**DESCRIPTION OF THE TASK:**
Please count the lines in the listing below that contain the string "bird", matching case exactly, and reply with the number alone.

**DATASET CONTENT:**

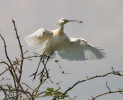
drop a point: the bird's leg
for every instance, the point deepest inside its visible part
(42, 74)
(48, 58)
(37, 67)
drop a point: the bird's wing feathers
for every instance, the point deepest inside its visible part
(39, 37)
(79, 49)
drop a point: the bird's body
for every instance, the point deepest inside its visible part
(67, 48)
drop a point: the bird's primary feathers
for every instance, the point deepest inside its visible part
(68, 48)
---
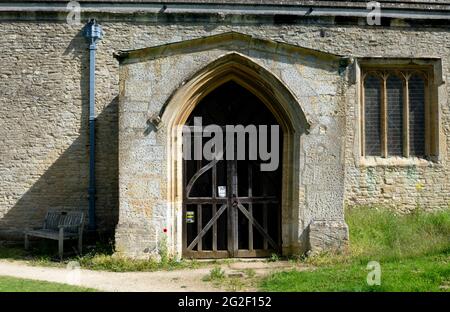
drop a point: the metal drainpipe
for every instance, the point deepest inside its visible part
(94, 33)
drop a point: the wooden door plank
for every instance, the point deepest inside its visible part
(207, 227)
* * *
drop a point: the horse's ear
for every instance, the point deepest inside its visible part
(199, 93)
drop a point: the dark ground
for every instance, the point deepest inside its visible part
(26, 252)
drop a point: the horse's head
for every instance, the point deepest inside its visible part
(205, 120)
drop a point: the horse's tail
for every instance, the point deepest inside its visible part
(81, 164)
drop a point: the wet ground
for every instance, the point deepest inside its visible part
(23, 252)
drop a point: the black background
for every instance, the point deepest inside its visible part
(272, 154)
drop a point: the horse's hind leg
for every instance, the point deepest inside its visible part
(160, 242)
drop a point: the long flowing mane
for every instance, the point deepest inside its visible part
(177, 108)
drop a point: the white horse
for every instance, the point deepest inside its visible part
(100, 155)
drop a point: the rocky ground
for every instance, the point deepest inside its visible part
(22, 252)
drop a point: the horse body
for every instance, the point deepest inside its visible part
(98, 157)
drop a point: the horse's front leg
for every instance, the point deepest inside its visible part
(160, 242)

**ANSWER TO THE TASK:**
4